What this task involves:
Every line from the line containing "pick out the dry straw, placing" through the final line below is to be repeated exactly; no other line is.

Dataset extract:
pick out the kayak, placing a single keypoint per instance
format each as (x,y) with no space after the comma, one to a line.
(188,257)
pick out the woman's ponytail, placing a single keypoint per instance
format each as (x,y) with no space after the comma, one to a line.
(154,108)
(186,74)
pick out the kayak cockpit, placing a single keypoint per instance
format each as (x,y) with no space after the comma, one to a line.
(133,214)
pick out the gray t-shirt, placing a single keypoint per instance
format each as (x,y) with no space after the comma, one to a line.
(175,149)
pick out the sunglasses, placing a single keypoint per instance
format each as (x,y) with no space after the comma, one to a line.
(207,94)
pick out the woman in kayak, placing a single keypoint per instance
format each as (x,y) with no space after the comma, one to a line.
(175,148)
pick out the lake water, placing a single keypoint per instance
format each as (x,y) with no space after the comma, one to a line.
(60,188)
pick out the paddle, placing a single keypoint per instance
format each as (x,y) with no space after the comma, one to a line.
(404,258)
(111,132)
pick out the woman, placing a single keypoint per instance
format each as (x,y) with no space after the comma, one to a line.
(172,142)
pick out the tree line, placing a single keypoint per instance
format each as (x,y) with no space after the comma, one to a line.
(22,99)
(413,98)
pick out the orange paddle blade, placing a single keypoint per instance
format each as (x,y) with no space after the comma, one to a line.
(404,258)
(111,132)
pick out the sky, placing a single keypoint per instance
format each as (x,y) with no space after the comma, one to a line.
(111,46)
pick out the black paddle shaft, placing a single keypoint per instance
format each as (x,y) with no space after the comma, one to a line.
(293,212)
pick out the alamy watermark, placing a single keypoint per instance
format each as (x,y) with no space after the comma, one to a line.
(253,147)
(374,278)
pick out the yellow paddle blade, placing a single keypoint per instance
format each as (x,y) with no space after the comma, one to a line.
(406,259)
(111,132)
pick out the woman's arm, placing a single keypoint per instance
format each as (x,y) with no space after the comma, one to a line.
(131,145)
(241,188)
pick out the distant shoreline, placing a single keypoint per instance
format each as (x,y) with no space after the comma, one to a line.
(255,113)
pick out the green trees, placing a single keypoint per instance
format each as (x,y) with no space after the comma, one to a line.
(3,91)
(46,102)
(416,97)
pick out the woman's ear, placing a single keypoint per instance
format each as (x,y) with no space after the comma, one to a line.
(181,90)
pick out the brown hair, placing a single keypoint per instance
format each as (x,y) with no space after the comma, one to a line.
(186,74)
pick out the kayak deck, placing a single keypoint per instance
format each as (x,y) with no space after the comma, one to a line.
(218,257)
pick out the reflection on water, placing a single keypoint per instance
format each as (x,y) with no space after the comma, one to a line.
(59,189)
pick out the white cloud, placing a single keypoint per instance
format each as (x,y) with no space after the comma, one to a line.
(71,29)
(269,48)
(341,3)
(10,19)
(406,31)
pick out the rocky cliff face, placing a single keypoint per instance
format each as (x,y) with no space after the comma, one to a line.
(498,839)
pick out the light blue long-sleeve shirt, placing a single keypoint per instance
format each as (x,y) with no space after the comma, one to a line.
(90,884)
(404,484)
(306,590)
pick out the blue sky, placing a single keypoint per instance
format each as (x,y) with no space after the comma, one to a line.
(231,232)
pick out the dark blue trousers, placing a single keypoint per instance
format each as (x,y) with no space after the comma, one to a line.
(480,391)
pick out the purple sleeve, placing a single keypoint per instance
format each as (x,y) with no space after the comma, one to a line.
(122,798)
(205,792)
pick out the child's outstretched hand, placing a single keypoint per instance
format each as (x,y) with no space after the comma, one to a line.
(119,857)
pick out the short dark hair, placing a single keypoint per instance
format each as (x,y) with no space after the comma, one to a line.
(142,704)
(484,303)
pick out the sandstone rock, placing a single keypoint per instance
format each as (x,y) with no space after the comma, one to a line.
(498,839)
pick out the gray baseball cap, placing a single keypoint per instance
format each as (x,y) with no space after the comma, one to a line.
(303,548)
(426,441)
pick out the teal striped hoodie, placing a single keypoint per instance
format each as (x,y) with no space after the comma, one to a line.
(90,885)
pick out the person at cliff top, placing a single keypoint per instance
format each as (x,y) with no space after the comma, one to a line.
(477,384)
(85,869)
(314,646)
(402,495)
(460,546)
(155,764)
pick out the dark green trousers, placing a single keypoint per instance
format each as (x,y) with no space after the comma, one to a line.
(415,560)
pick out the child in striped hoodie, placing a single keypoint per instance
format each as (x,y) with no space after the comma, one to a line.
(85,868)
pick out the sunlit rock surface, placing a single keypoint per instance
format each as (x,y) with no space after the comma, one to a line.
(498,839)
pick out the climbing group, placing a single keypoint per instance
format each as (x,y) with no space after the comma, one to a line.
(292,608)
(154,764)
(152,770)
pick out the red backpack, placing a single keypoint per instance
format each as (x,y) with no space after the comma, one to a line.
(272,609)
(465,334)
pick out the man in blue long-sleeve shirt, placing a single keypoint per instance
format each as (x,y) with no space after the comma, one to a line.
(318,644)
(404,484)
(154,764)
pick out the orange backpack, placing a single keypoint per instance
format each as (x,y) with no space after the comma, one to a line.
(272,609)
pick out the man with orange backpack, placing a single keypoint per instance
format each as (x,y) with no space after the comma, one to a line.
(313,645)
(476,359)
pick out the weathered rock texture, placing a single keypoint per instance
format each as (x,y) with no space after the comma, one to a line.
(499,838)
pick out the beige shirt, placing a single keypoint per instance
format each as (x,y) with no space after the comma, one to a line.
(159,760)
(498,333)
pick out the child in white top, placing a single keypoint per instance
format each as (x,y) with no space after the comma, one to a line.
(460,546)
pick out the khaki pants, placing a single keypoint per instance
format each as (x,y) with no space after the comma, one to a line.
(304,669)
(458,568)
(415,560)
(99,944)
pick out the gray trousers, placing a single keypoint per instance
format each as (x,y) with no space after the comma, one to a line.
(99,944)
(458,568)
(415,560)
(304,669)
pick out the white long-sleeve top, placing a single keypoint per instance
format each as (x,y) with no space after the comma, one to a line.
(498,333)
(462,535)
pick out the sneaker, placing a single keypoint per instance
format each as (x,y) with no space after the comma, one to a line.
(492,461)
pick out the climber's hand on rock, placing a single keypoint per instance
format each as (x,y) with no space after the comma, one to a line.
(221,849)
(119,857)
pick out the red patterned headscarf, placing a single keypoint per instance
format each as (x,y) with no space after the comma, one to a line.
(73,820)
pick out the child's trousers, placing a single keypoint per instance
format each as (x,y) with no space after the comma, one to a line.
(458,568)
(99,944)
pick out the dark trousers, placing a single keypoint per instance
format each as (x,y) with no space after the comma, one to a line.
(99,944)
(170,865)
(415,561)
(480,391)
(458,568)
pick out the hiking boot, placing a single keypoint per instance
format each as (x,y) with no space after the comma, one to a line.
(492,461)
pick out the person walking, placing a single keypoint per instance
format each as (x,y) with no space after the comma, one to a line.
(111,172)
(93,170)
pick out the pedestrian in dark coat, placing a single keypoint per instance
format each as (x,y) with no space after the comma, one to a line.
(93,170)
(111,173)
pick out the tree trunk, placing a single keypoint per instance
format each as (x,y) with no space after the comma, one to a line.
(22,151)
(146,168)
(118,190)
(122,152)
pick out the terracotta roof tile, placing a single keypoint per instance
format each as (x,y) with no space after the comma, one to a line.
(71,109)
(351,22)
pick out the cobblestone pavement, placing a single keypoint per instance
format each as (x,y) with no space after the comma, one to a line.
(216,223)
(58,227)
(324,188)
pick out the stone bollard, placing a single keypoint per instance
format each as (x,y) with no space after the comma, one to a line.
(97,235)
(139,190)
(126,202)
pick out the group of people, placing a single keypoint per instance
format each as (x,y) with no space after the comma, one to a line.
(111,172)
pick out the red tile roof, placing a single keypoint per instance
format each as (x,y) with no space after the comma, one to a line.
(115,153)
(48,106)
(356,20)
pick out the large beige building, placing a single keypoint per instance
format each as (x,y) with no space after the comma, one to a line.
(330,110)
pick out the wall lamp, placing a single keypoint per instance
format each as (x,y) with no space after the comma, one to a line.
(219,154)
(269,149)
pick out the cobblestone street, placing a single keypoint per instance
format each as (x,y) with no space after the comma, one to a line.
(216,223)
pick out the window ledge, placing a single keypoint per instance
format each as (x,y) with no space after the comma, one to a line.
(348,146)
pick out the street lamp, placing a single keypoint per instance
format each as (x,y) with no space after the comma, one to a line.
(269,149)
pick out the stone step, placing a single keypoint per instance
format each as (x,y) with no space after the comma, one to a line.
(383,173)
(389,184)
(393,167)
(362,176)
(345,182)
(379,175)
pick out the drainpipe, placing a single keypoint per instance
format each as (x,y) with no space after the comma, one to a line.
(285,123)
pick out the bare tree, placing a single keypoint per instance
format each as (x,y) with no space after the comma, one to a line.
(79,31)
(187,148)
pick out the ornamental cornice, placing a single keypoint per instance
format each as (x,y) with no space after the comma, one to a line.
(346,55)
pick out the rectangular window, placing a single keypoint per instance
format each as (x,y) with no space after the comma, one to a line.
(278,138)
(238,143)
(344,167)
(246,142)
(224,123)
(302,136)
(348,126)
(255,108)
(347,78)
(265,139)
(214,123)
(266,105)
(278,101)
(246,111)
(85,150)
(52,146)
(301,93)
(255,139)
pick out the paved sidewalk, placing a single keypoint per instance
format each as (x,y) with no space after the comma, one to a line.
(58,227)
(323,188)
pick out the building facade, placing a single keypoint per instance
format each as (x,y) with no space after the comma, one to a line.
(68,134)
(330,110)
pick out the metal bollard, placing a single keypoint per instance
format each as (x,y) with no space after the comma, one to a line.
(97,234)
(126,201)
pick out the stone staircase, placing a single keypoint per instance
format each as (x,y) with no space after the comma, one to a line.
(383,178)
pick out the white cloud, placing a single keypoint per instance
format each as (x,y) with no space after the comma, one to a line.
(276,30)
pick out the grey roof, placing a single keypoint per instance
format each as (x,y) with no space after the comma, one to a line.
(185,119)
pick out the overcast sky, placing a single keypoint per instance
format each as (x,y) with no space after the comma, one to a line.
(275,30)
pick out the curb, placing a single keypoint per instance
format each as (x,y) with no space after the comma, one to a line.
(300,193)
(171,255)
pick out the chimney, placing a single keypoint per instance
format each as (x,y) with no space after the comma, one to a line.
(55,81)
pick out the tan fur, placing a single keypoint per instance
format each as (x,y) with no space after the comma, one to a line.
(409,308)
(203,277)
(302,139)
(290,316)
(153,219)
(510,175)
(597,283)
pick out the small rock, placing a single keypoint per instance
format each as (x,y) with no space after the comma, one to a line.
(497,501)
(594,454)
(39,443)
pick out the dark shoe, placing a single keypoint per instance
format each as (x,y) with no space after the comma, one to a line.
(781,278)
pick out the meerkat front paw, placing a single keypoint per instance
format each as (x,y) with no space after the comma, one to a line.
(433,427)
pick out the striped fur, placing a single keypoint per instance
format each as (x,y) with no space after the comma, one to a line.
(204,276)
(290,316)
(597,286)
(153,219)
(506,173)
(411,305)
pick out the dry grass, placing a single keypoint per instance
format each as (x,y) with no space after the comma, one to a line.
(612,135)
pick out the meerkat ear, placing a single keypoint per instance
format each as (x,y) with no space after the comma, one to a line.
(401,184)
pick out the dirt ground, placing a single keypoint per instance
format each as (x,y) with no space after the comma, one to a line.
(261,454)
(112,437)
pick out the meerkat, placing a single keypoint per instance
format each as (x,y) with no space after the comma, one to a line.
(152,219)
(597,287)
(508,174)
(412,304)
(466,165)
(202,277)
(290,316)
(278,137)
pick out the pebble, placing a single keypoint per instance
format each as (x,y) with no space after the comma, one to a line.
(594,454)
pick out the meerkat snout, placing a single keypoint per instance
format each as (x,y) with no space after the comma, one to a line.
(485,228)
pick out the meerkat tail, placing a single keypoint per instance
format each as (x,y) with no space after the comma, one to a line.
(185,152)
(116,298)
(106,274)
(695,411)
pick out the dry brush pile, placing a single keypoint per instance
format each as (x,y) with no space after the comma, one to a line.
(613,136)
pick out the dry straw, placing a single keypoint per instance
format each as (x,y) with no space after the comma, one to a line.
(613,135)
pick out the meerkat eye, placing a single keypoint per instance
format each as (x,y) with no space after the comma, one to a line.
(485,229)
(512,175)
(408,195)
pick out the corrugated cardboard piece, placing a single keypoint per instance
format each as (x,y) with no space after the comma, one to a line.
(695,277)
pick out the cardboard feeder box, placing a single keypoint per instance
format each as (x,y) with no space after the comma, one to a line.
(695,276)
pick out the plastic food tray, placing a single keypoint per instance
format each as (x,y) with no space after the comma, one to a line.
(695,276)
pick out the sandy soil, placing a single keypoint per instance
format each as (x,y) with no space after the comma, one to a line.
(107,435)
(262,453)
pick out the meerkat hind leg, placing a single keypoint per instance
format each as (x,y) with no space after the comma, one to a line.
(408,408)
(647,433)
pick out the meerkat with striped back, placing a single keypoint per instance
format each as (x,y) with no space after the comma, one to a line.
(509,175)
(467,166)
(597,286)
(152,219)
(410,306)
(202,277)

The result:
pick out the dry straw, placing a single keypoint per instance
format each as (x,y) with no space after the comma, one to a line.
(613,135)
pick out the meerkat eye, placing a single keypoint per instance
format each as (x,y) with no space after the comma, one to a line.
(485,229)
(512,175)
(408,195)
pick out the corrugated cardboard piece, placing a single keypoint per instance
format each as (x,y) with no space after the comma, one to a line.
(695,277)
pick out the cardboard feeder box, placing a single keypoint per instance
format each as (x,y) with no space after the comma, one to a line.
(695,276)
pick out the plastic food tray, placing a single keypoint per instance
format each as (x,y) with no space after the comma, one to a line.
(695,276)
pick out the sandy soil, placing a single keypoint per instance
format each as (x,y) with no space after the comma, one to a line.
(107,435)
(262,453)
pick out the meerkat hind leg, placing a single keypoint per instance
format each as (x,y) with no space after the comma, one to a line.
(408,408)
(647,433)
pick out the meerkat with striped back, placing a single keypoint per instance
format each as (x,y) with no space after the comma, one to a line.
(509,175)
(467,166)
(597,286)
(152,219)
(410,306)
(202,277)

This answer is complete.